Write out the whole listing again, exactly as given.

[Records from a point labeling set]
============
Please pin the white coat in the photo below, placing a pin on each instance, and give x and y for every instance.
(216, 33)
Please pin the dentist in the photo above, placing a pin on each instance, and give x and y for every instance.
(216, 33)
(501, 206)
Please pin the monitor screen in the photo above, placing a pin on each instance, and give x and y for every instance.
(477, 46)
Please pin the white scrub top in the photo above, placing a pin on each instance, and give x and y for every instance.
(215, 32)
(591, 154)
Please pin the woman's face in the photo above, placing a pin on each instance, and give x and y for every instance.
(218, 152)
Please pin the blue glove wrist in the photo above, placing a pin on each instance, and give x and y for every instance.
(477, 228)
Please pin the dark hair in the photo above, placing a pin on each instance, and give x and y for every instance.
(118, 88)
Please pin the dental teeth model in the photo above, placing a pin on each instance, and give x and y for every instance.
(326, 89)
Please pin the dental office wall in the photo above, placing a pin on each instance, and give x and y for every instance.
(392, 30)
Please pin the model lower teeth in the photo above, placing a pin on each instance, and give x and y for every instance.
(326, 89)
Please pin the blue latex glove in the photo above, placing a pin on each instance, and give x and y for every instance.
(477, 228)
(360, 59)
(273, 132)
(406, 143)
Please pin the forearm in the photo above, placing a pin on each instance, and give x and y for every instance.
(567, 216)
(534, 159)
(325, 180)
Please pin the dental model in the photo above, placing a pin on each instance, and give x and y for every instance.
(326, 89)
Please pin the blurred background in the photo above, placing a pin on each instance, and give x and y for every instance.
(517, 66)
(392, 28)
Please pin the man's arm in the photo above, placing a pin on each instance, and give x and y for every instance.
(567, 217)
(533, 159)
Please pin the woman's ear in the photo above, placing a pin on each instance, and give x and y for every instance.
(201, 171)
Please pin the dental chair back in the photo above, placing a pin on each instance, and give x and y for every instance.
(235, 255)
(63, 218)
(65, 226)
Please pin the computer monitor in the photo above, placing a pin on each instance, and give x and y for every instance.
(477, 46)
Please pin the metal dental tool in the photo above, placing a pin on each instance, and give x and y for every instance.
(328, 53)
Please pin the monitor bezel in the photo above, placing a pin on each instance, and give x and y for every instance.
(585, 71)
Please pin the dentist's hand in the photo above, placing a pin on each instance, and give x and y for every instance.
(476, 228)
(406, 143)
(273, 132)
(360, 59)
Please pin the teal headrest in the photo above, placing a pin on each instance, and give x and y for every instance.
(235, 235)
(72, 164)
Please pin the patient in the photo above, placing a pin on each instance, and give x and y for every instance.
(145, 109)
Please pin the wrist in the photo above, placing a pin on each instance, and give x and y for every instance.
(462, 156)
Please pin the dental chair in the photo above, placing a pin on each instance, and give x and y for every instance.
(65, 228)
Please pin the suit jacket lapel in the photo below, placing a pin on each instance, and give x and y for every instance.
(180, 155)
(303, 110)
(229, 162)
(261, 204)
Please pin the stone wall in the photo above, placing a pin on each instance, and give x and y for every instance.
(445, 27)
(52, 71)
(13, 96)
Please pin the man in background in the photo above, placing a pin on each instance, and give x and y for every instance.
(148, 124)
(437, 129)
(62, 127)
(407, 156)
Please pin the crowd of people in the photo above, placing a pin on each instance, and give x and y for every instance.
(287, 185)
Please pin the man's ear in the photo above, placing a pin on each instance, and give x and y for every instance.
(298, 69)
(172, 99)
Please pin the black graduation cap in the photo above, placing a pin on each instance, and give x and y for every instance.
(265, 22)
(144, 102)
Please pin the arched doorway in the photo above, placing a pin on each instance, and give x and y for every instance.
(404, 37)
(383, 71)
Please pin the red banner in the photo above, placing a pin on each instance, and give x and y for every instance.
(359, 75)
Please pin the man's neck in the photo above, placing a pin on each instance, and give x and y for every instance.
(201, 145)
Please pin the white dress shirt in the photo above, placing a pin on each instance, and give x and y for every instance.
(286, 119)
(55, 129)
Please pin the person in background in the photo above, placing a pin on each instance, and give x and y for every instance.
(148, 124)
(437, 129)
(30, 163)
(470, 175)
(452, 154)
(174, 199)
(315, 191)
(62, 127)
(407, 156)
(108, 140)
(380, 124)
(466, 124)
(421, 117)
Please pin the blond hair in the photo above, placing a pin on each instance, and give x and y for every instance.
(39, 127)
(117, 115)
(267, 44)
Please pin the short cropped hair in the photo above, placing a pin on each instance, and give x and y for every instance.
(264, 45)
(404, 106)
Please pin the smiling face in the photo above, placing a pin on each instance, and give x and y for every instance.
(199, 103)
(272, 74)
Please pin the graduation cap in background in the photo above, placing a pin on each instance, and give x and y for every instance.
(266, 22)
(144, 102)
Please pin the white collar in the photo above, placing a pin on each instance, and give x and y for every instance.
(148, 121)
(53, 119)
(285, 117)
============
_Complete answer_
Please pin the white coat in the photo below, placing a pin on each instance, and give x and y for every instance.
(216, 33)
Please pin the dentist in the photo above, placing a pin on each instance, and give x and y for every instance.
(216, 33)
(501, 206)
Please pin the monitor screen in the photo above, placing a pin on each instance, and give x and y for every instance.
(477, 46)
Please pin the white scrub top in the photo above, placing a pin on each instance, and give x and y for every instance.
(215, 32)
(591, 154)
Please pin the woman's face in the photo above, placing a pin on each instance, and give x and y for every instance.
(218, 152)
Please pin the blue glove wrist in the photo above, placing a pin on each instance, and give x and y for every instance.
(477, 228)
Please pin the dark hair in the photo above, placing a pin on each instance, and give x and y for every instance.
(118, 88)
Please pin the dental teeth model in the photo above, placing a pin on each instance, and give x and y for every instance.
(326, 89)
Please pin the dental office wall in the photo above, placing a pin on each instance, and give x and y for every instance.
(392, 30)
Please pin the model lower teeth in the photo above, placing a pin on each instance, and give x and y for every instance.
(326, 89)
Please pin the blue latex glove in the photo above, placing a pin on each instance, and give x and y for every instance.
(477, 228)
(360, 59)
(273, 132)
(406, 143)
Please pin the forearm in the photo above, placing a pin on each instance, and give x and y for every instance.
(567, 216)
(534, 159)
(325, 180)
Please pin the dental model in the photo above, placing a pin on each instance, and give x and y for every instance.
(326, 89)
Please pin the blurred background in the photo above, placing a pin on each instance, and give x and y for every instance.
(517, 66)
(392, 28)
Please pin the man's arm in the photo above, placing a pin on each instance, and give x and y for every instance.
(567, 217)
(533, 159)
Please pin the woman's ear in the photo above, placing a pin on each instance, and give x and y for every instance.
(201, 171)
Please pin the dental chair back in the photo above, placing a pin on each instance, and give x and y for every instance.
(235, 255)
(63, 218)
(65, 226)
Please pin the computer monitor in the photo above, placing a pin on each instance, and give x and y for every instance.
(477, 46)
Please pin the metal dental tool in the photo above, placing a pin on each instance, and give x and y for every instance.
(328, 53)
Please pin the monitor bezel in the photo above, placing a pin on each instance, and give x and y for every instance.
(585, 71)
Please pin the dentist's hand in the photo above, placing a pin on each instance, and give x and y for every instance.
(476, 228)
(406, 143)
(273, 132)
(360, 59)
Please pin the teal headrest in the photo above, placing a pin on each instance, and give x and y for every instance.
(235, 235)
(72, 164)
Please pin the patient in the photo above, placing a pin on each instance, and give x and y for every instance.
(145, 109)
Please pin the wrist in the photo above, placing a pin on each instance, and give x and y for every instance.
(462, 156)
Please pin the dental chair in the photo above, placing a pin on each instance, and give x and y for every instance.
(65, 228)
Please pin the suit jacket lapel in the photo below, placing a pin on each instance, and give x and y for every instance.
(180, 155)
(303, 110)
(229, 162)
(261, 204)
Please pin the stone wall in the photo above, placing a pin on each instance, and give x and y for every instance.
(445, 27)
(52, 71)
(13, 96)
Please pin the man in background in the photo above, placing a pin on each instance, and give x and y for every instance.
(148, 124)
(437, 129)
(62, 127)
(407, 156)
Please pin the crowd of people in the photo above, placing a pin on each instance, and give x and y for every instance.
(287, 185)
Please pin the man's ear in the photo above, placing a pin on each instance, and give x and y for every instance.
(298, 69)
(172, 99)
Please pin the black graduation cap in the photo above, placing a pin on each instance, and give x and y for every instance.
(265, 22)
(144, 102)
Please pin the arched doorway in the photo above, placing a pin on each instance, and give x and y for every instance.
(404, 37)
(383, 71)
Please pin the red banner in the photo above, placing a pin on each instance, and give x and y for every instance.
(359, 75)
Please pin the man's neck in the photo above, placing a pin on each instance, and give x and y for every instance.
(201, 145)
Please pin the white dress shirt in the photo above, placing a pin on each instance, and give x and y for every instance.
(286, 119)
(55, 129)
Please pin the person in background in the photo above, placing a pin on each instance, and give x and y for every instance.
(148, 124)
(437, 129)
(30, 163)
(470, 175)
(452, 154)
(174, 199)
(315, 191)
(62, 127)
(407, 156)
(108, 140)
(380, 124)
(466, 124)
(421, 117)
Please pin the blond hair in the photo above, placing a pin on each instance, and give x and y for every instance.
(39, 127)
(117, 115)
(267, 44)
Please pin the short cropped hair in the photo above, placing a pin on each instance, and give x and y for every instance.
(264, 45)
(404, 106)
Please pin the smiling face in the photo above, placing a pin on each instance, and give x and y for every instance.
(199, 103)
(272, 74)
Please pin the graduation cap in background in the photo above, placing a pin on each instance, and give x and y for every instance.
(266, 22)
(144, 102)
Please pin the white collar in the photo above, placing a pin on each instance, and give x and y for every instance.
(148, 121)
(53, 119)
(285, 117)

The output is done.